Repeat all of the records verbatim.

━━━━━ Task inputs

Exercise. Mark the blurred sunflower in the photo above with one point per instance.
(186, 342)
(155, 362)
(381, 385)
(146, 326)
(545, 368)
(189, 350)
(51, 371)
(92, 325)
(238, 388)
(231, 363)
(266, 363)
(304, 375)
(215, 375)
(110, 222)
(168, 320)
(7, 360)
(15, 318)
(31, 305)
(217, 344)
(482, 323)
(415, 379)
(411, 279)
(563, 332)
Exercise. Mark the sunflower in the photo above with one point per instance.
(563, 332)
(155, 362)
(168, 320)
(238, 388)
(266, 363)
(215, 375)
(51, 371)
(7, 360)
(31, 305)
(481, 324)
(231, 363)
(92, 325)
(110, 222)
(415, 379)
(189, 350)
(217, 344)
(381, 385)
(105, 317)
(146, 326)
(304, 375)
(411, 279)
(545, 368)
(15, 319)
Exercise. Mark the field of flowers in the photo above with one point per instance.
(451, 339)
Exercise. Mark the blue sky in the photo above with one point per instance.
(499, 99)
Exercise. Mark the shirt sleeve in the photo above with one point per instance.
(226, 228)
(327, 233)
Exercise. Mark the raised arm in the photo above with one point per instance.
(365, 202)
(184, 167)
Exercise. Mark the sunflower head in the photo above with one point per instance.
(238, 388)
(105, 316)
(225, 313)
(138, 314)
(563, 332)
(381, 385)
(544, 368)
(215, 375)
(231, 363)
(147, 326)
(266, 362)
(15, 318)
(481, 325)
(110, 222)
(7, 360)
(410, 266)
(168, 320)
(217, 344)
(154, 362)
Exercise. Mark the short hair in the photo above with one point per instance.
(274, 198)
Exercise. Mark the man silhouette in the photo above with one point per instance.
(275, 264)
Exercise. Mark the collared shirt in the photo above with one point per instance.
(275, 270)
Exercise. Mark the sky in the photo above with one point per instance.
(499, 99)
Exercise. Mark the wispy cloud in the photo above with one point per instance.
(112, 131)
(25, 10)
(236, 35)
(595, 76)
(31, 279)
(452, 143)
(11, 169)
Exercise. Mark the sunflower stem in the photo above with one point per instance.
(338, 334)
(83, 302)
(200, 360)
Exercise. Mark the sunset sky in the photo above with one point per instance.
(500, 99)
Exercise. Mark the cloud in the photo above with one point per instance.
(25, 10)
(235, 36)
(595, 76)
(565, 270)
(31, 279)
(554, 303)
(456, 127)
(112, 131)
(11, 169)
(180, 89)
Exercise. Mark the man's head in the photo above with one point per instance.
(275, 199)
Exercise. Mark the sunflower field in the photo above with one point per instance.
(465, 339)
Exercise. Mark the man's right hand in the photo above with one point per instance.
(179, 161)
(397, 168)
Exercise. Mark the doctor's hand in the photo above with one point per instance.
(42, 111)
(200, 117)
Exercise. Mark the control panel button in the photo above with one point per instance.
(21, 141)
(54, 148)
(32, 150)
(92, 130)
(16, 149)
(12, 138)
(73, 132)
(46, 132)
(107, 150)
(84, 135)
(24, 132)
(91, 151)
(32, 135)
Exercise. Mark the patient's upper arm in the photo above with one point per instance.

━━━━━━━━━━

Solved problem:
Exercise. Mark the blurred sunflower in the photo above with one point per instance.
(186, 342)
(155, 362)
(381, 385)
(146, 326)
(545, 368)
(189, 350)
(51, 371)
(92, 325)
(238, 388)
(231, 363)
(266, 363)
(304, 375)
(215, 375)
(110, 222)
(168, 320)
(7, 360)
(15, 318)
(31, 305)
(217, 344)
(482, 323)
(415, 379)
(411, 279)
(563, 332)
Exercise. Mark the sunflower in the photo above with one point per instance.
(563, 332)
(155, 362)
(168, 320)
(238, 388)
(266, 363)
(215, 375)
(51, 371)
(7, 360)
(31, 305)
(481, 324)
(231, 363)
(92, 325)
(110, 222)
(415, 379)
(189, 350)
(217, 344)
(381, 385)
(105, 317)
(146, 326)
(304, 375)
(411, 279)
(545, 368)
(15, 319)
Exercise. Mark the field of flowers in the photo above with one point per instance.
(451, 339)
Exercise. Mark the blue sky in the photo above with one point per instance.
(499, 99)
Exercise. Mark the shirt sleeve in the photo above with one point per instance.
(226, 228)
(327, 233)
Exercise. Mark the raised arm in the photo above with one point per instance.
(365, 202)
(184, 167)
Exercise. Mark the sunflower head in the photo above with one point per instance.
(238, 388)
(105, 316)
(225, 313)
(138, 314)
(563, 332)
(381, 385)
(544, 368)
(215, 375)
(231, 363)
(147, 326)
(266, 362)
(15, 318)
(481, 325)
(110, 222)
(7, 360)
(410, 266)
(168, 320)
(217, 344)
(154, 362)
Exercise. Mark the short hair in the photo above with one point per instance.
(274, 198)
Exercise. Mark the man silhouette in the photo above with one point per instance.
(275, 264)
Exercise. Mark the collared shirt in the photo above with one point per instance.
(275, 270)
Exercise. Mark the sky in the photo above with one point per instance.
(499, 99)
Exercise. Mark the wispy cloud in the photo above with one point per instance.
(112, 131)
(25, 10)
(236, 35)
(595, 76)
(31, 279)
(452, 143)
(11, 169)
Exercise. Mark the sunflower stem in the photo above with one point per instance.
(338, 334)
(83, 302)
(200, 360)
Exercise. Mark the sunset sky in the photo above with one point per instance.
(500, 99)
Exercise. Mark the cloud in the photo above with one point per instance.
(25, 10)
(235, 36)
(595, 76)
(565, 270)
(31, 279)
(554, 303)
(456, 127)
(112, 131)
(11, 169)
(180, 89)
Exercise. Mark the man's head in the photo above with one point per instance.
(275, 199)
Exercise. Mark the sunflower field in the photo above with one point per instance.
(465, 339)
Exercise. Mark the man's right hand in the photo above with one point per instance.
(179, 161)
(397, 168)
Exercise. Mark the doctor's hand in the photo above with one point per instance.
(42, 111)
(200, 117)
Exercise. Mark the control panel button in the photo above with one point per instance.
(21, 141)
(54, 148)
(32, 150)
(92, 130)
(16, 149)
(12, 138)
(73, 132)
(46, 132)
(107, 150)
(84, 135)
(24, 132)
(91, 151)
(32, 135)
Exercise. Mark the patient's upper arm in the photo above with one point per instance.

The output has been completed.